BEGIN

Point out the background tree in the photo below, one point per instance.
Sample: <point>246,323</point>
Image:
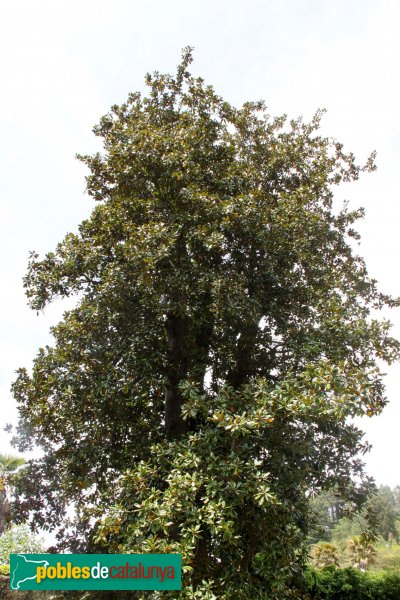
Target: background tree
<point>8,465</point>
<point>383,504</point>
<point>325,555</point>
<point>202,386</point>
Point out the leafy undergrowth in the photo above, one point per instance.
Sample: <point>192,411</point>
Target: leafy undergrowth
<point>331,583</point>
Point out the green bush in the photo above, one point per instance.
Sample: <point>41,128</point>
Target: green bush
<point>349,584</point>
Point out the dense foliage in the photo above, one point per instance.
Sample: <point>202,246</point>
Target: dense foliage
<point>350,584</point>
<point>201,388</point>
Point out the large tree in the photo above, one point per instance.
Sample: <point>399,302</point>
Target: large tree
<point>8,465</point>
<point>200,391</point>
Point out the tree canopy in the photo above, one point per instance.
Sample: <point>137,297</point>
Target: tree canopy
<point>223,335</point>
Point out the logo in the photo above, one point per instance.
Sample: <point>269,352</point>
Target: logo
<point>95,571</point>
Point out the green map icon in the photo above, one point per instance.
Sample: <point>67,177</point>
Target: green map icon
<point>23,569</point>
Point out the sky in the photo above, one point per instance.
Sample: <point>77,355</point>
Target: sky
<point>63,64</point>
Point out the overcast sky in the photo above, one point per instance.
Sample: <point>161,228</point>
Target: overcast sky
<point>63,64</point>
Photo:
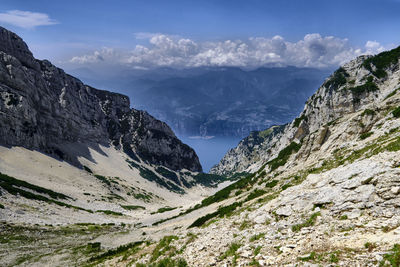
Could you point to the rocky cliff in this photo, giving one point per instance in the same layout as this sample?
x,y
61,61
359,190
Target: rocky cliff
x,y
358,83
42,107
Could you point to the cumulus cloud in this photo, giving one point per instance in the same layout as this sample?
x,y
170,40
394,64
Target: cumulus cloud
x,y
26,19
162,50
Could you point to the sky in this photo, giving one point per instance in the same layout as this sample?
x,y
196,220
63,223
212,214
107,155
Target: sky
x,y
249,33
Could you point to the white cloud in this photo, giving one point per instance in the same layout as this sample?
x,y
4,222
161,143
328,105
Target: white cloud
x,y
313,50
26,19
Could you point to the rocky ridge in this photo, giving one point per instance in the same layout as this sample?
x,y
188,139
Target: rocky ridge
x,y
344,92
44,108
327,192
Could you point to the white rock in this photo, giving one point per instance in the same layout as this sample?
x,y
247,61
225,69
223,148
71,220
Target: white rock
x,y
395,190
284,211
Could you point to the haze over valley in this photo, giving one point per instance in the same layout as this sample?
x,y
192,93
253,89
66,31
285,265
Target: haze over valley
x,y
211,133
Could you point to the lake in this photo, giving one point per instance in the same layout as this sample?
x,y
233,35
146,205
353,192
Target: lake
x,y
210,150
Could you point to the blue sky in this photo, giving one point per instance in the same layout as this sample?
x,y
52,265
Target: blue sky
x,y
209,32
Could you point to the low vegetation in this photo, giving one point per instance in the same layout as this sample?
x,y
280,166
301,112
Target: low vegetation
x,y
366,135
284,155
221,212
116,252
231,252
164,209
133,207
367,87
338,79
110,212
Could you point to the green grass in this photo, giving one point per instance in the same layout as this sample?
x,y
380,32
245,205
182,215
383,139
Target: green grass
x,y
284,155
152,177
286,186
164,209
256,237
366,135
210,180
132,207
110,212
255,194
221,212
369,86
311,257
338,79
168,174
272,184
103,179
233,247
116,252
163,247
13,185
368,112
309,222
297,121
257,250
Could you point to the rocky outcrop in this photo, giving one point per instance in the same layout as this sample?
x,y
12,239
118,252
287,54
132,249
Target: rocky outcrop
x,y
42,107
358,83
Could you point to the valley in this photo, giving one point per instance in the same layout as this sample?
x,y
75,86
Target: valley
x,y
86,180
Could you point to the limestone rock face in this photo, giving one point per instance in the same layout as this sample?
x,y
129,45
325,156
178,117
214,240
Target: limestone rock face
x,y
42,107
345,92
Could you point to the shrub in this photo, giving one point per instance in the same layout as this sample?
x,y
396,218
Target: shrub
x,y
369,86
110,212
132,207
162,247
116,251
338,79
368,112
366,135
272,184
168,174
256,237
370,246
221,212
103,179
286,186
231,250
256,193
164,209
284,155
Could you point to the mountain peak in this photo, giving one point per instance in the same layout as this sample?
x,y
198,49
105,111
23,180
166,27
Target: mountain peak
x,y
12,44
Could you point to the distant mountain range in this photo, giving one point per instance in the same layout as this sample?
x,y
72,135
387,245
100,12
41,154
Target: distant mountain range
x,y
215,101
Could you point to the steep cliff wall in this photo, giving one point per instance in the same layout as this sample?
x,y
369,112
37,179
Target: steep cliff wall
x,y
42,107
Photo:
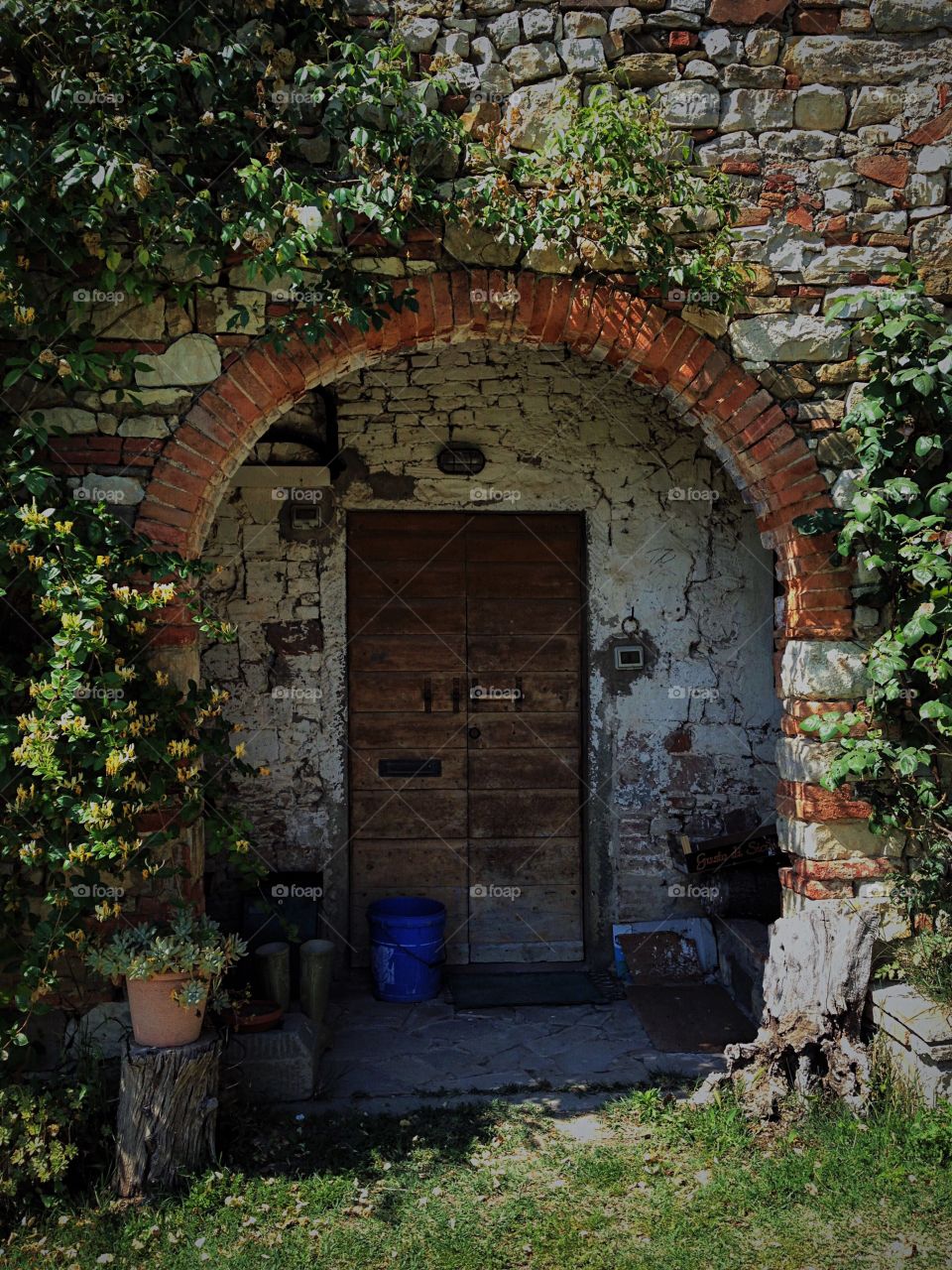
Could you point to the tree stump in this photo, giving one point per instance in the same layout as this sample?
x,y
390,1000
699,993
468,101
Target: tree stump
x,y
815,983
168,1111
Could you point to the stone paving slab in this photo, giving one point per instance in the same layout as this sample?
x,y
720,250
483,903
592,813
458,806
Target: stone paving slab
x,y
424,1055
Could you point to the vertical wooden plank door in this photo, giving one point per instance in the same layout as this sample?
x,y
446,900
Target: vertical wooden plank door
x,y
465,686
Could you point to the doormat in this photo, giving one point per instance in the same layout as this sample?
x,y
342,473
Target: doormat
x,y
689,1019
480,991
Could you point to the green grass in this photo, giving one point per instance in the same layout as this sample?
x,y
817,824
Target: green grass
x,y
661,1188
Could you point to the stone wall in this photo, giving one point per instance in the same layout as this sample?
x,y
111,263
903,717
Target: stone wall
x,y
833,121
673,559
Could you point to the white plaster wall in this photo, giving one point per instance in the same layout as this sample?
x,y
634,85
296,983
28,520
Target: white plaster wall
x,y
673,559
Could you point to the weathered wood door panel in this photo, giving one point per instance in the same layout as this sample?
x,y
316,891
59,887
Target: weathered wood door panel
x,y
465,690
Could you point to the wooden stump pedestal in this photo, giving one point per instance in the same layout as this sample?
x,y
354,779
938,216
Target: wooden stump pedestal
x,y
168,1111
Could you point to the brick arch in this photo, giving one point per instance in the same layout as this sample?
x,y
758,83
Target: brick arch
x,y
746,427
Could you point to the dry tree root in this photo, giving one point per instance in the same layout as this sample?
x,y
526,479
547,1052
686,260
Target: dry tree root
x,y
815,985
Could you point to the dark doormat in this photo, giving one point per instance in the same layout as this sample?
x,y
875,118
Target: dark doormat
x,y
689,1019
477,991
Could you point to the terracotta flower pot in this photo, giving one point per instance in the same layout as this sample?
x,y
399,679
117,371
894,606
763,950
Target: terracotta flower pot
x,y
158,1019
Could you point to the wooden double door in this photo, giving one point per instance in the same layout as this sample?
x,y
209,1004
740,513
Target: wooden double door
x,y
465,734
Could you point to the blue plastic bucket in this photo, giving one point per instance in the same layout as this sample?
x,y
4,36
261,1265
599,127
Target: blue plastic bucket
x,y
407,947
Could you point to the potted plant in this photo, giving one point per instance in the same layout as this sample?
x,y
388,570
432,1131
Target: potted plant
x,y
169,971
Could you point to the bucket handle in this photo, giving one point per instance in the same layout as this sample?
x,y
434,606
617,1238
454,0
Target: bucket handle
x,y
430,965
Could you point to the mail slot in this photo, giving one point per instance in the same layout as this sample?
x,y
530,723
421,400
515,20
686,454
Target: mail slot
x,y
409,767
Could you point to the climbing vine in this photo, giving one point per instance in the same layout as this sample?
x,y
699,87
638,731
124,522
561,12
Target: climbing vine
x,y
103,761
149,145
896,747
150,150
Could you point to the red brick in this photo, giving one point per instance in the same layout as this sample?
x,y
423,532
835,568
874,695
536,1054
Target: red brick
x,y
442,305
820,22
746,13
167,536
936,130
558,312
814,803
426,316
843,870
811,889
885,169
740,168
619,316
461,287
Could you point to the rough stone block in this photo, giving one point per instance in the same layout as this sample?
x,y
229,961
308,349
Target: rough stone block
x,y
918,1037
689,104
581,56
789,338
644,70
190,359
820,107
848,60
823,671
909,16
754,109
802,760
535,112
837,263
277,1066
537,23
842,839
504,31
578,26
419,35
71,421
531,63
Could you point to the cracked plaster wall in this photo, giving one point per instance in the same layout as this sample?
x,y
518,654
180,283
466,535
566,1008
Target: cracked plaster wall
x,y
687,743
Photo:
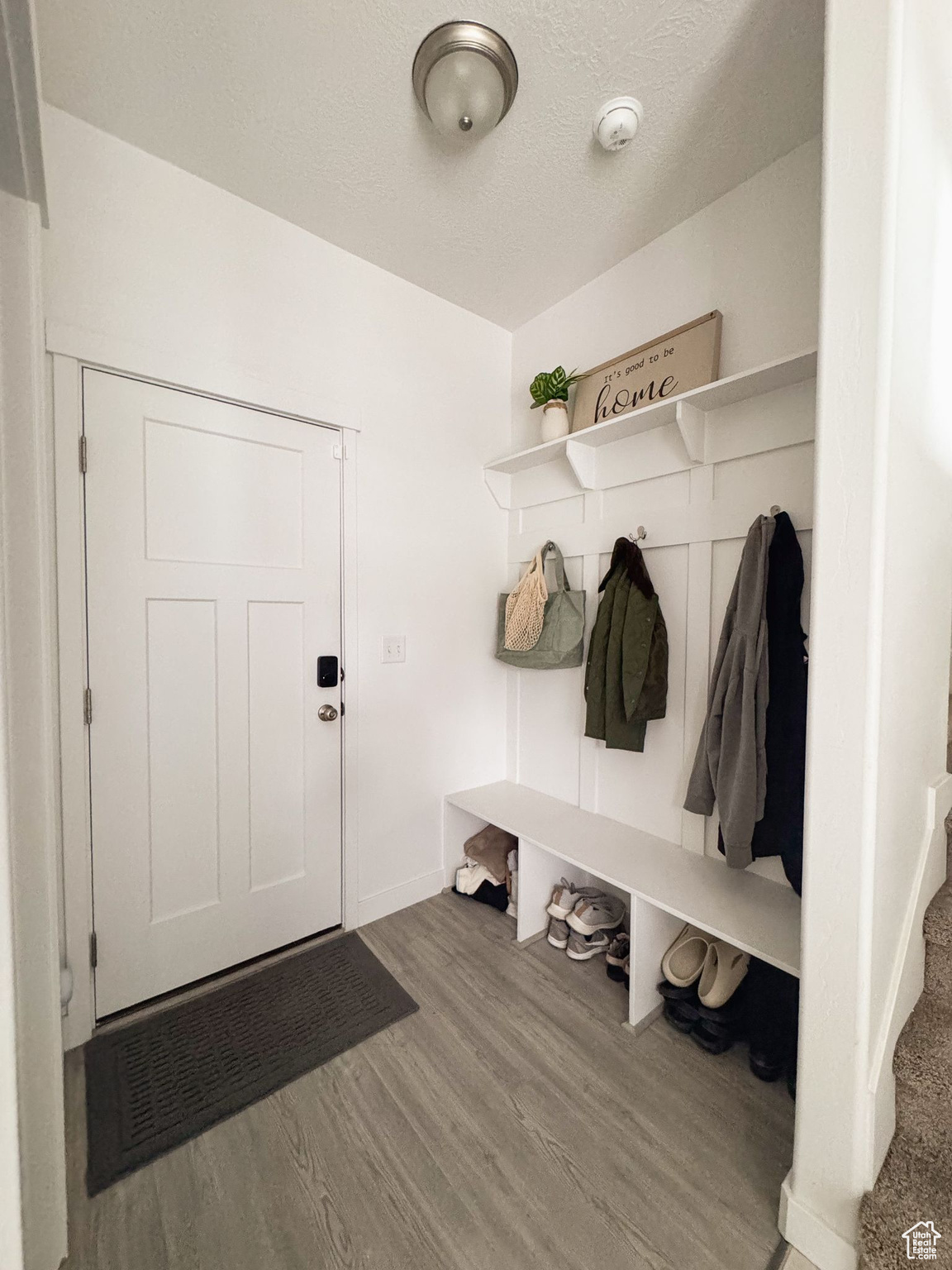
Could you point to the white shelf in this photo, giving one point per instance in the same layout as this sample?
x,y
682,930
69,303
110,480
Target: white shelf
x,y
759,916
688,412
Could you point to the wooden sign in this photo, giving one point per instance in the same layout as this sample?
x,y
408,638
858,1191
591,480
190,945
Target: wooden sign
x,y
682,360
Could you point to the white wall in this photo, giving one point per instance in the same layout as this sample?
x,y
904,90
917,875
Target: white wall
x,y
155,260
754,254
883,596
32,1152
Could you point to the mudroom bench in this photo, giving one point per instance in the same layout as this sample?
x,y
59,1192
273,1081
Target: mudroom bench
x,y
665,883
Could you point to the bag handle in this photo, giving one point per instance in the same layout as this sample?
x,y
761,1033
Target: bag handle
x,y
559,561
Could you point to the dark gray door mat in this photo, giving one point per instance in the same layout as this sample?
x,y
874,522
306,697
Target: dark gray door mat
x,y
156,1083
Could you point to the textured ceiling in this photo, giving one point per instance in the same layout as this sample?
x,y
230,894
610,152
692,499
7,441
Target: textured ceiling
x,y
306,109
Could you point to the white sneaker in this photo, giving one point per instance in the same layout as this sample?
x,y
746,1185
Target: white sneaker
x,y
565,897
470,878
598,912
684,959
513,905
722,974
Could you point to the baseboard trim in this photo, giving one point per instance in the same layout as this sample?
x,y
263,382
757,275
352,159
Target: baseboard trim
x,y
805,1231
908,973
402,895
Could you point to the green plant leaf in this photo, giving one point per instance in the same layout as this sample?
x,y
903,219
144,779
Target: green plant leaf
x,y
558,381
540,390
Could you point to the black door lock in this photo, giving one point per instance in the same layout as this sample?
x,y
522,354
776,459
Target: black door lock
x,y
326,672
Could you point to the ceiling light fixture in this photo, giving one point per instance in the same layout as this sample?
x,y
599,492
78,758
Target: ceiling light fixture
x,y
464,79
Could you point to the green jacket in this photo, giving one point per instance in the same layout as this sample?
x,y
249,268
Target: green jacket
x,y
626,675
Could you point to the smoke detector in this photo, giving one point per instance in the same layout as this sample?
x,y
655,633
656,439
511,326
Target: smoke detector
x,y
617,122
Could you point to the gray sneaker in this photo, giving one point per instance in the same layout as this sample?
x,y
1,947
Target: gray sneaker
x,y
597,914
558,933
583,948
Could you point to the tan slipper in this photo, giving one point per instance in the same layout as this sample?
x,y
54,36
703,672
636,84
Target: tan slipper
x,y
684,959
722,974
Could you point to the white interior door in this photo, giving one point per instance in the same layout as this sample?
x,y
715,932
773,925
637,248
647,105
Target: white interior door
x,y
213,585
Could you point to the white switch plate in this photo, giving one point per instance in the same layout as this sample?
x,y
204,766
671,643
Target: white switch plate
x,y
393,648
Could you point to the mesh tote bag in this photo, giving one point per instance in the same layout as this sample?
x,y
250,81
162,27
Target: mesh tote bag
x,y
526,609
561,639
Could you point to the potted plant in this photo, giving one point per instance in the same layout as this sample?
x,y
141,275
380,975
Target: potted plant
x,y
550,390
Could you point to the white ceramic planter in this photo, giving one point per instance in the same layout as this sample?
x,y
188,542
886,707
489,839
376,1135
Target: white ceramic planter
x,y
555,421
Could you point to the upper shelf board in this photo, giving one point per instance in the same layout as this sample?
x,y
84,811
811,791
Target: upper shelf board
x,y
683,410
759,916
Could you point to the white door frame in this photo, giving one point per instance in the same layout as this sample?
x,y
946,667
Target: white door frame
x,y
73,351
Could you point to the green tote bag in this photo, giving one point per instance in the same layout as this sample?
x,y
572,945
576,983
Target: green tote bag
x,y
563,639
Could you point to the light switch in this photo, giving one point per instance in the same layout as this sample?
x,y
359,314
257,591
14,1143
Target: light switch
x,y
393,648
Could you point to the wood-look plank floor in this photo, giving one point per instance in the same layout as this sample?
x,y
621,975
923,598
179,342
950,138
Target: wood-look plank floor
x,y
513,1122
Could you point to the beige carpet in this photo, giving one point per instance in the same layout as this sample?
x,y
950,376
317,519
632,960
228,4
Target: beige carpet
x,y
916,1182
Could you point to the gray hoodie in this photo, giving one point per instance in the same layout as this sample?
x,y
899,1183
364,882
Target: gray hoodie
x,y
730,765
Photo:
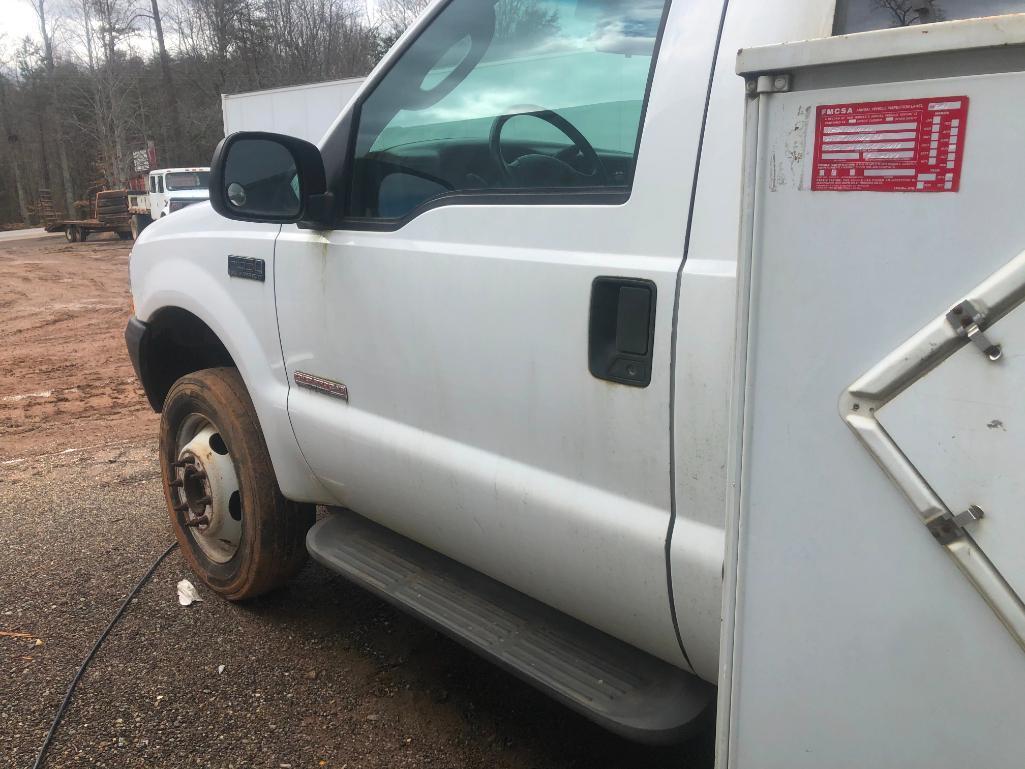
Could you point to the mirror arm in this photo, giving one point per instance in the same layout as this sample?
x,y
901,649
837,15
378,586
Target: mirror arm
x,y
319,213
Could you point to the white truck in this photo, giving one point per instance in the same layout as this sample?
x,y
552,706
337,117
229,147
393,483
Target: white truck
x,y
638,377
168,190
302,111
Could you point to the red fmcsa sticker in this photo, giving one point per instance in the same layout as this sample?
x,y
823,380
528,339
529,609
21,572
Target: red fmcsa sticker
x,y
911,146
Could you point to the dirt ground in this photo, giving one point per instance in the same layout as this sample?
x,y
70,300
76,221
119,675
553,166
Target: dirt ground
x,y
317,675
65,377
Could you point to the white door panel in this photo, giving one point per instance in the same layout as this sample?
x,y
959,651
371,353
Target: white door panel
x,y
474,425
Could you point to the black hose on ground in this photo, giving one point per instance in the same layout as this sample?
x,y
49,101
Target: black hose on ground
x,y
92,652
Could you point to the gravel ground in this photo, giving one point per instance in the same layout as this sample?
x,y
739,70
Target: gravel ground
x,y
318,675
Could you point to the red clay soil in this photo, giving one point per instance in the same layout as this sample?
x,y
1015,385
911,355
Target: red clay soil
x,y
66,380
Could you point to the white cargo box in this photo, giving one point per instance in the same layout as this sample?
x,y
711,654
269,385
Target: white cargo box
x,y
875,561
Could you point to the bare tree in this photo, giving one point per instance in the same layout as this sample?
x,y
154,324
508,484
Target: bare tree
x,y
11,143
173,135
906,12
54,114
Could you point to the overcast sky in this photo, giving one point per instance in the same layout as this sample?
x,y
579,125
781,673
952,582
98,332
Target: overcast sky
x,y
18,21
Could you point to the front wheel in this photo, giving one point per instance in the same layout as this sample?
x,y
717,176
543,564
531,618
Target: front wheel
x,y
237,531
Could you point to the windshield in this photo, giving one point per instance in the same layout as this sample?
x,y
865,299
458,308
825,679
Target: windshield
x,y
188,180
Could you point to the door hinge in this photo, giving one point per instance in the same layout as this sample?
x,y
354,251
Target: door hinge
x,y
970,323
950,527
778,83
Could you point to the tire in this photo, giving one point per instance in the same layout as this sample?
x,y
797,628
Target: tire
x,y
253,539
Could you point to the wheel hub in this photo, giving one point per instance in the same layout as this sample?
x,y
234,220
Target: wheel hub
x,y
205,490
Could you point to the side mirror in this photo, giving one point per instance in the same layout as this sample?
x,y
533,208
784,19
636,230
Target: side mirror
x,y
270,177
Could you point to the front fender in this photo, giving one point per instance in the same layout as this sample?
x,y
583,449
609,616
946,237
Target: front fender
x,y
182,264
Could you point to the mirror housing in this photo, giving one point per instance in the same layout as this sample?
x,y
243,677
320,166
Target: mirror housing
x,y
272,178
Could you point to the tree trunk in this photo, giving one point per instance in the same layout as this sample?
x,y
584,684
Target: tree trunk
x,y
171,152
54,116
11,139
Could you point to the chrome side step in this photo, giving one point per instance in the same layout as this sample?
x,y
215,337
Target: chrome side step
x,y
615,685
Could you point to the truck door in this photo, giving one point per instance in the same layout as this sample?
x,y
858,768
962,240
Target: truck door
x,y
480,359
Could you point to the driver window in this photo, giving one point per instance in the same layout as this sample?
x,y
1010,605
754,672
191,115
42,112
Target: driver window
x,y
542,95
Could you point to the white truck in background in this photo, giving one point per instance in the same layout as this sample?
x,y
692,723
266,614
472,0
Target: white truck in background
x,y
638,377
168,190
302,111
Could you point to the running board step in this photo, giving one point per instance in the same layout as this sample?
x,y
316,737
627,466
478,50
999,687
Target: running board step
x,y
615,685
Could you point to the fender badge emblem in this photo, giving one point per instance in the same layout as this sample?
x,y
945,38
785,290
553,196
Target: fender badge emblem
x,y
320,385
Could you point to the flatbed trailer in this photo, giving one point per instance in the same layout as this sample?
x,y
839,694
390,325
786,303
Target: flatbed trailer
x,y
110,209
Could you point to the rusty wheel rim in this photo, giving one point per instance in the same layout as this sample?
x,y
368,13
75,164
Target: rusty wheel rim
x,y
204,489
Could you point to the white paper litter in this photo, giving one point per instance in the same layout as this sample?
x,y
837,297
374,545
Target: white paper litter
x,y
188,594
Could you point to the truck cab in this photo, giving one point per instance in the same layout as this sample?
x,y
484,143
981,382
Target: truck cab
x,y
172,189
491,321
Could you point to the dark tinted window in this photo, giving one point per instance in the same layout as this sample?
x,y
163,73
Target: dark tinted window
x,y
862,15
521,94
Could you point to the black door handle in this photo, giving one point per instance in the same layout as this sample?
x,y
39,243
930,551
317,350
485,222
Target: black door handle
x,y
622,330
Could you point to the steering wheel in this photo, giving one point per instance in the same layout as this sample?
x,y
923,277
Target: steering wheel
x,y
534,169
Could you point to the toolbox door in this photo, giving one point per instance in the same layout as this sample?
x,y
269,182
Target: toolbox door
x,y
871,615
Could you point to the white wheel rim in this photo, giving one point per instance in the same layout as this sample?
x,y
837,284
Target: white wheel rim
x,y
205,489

END

## WHAT TO WORK ON:
Write down, word for word, the lines from the first one through the line that contains "<point>202,386</point>", leaving out the pictures.

## SOLVED EXERCISE:
Point out the background tree in the photo below, one point per instance.
Sample: <point>246,323</point>
Image:
Target: background tree
<point>8,465</point>
<point>383,504</point>
<point>325,555</point>
<point>202,386</point>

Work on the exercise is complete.